*** Records shown Section Begins ***

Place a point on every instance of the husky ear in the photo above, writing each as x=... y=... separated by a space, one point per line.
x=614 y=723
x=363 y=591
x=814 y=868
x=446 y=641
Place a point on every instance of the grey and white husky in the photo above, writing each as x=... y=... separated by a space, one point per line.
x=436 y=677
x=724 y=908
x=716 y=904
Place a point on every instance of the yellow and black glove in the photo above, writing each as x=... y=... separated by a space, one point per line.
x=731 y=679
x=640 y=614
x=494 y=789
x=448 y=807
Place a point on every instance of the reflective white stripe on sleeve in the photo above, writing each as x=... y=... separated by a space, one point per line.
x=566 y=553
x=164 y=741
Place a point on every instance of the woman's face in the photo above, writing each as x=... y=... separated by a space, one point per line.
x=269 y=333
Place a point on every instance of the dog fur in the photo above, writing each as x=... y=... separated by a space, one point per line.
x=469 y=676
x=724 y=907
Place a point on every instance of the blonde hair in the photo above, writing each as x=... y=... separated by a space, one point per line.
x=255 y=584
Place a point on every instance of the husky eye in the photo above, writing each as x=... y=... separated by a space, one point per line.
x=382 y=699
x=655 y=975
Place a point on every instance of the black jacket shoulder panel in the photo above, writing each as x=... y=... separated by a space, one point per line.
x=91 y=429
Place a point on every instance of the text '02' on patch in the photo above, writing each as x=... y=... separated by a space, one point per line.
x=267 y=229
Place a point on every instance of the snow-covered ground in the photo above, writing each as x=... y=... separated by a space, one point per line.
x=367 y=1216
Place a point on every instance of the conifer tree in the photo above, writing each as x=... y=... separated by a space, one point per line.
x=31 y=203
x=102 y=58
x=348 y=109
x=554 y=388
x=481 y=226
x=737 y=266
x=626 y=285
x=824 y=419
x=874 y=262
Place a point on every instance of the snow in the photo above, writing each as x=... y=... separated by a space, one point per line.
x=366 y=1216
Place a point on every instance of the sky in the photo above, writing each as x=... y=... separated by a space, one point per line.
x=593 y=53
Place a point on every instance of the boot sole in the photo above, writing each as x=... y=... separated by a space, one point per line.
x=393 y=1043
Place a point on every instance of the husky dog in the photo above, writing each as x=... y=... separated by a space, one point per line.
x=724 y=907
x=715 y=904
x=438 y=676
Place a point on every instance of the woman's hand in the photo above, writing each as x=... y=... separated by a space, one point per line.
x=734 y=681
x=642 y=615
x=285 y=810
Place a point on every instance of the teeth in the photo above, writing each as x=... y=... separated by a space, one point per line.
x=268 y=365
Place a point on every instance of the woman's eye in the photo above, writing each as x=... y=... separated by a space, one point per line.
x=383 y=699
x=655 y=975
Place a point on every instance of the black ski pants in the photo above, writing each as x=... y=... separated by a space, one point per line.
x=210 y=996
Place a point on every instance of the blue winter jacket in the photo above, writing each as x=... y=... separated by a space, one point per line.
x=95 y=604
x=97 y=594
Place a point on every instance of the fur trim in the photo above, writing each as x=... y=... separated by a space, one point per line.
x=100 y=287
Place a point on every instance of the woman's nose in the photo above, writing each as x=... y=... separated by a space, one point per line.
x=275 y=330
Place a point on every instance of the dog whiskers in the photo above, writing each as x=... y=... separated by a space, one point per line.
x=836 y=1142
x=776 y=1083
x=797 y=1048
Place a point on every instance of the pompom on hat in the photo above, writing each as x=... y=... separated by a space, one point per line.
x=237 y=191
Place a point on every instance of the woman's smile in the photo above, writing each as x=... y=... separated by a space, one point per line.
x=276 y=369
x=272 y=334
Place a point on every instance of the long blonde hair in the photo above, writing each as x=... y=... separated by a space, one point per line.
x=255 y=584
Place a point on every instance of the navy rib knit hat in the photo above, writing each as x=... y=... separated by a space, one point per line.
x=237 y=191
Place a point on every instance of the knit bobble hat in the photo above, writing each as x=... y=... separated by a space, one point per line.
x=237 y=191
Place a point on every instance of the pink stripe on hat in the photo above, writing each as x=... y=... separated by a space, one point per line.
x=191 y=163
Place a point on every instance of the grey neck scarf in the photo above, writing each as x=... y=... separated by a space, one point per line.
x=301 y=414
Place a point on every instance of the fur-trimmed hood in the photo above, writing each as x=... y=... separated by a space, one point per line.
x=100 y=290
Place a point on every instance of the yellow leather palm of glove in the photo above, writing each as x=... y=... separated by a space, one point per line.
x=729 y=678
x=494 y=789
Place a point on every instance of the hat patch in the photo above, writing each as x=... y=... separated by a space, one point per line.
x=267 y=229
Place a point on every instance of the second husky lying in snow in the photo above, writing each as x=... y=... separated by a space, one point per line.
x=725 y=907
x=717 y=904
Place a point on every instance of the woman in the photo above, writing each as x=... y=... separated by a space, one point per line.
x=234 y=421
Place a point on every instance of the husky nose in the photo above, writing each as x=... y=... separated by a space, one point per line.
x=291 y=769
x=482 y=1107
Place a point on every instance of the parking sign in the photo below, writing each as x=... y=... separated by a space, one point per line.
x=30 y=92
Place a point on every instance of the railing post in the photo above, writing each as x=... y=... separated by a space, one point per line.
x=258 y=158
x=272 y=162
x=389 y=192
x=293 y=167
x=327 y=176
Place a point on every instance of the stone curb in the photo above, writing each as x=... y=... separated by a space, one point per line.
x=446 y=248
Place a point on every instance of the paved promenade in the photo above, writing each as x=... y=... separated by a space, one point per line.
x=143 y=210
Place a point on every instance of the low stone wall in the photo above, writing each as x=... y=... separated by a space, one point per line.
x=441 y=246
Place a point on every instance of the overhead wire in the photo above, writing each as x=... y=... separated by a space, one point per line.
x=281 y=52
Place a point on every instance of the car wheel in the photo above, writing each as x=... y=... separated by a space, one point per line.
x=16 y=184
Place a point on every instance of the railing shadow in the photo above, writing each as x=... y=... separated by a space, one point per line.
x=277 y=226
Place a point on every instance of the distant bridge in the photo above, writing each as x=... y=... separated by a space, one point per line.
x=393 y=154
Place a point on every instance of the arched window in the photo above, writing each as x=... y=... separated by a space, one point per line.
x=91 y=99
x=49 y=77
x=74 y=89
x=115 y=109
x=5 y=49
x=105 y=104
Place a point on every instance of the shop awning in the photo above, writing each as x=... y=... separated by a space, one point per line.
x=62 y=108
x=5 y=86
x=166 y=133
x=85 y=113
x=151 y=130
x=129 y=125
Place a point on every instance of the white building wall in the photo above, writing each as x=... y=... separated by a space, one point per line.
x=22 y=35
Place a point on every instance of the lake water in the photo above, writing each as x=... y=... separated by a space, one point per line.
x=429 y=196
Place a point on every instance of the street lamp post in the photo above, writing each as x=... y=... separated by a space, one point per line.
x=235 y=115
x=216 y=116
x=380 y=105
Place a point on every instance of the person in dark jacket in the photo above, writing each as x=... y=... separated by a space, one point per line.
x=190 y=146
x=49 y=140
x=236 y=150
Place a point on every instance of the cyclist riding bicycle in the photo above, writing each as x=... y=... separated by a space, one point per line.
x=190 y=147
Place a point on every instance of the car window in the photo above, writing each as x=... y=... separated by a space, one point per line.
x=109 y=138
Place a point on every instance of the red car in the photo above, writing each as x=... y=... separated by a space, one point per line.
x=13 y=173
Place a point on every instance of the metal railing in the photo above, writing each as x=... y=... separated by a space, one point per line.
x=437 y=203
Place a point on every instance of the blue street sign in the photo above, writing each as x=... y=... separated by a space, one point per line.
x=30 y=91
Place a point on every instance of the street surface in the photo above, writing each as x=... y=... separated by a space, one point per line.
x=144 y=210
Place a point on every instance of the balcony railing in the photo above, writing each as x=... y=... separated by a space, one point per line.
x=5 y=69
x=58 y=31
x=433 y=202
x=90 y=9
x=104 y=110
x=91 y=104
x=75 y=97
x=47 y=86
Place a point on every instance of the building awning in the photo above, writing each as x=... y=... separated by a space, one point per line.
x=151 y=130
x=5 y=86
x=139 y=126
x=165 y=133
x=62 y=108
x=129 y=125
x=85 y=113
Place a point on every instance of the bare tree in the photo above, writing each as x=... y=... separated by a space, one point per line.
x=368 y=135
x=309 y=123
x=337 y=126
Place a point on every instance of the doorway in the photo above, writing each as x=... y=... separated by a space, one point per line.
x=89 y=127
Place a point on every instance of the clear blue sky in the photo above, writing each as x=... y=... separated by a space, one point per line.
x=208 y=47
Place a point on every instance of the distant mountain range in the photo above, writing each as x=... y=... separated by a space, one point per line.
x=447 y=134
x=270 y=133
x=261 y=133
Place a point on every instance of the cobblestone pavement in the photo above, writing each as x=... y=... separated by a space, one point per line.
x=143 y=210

*** Records shown Section Ends ***

*What is being asked:* The result should be the lines from the line with "Place a point on every instance of the cobblestone" to the last line of the material, returned exactly and without any other line.

*Exercise answer:*
Place a point on every instance of the cobblestone pavement in the photo above, writing each as x=... y=... separated by a space, one point per line.
x=143 y=210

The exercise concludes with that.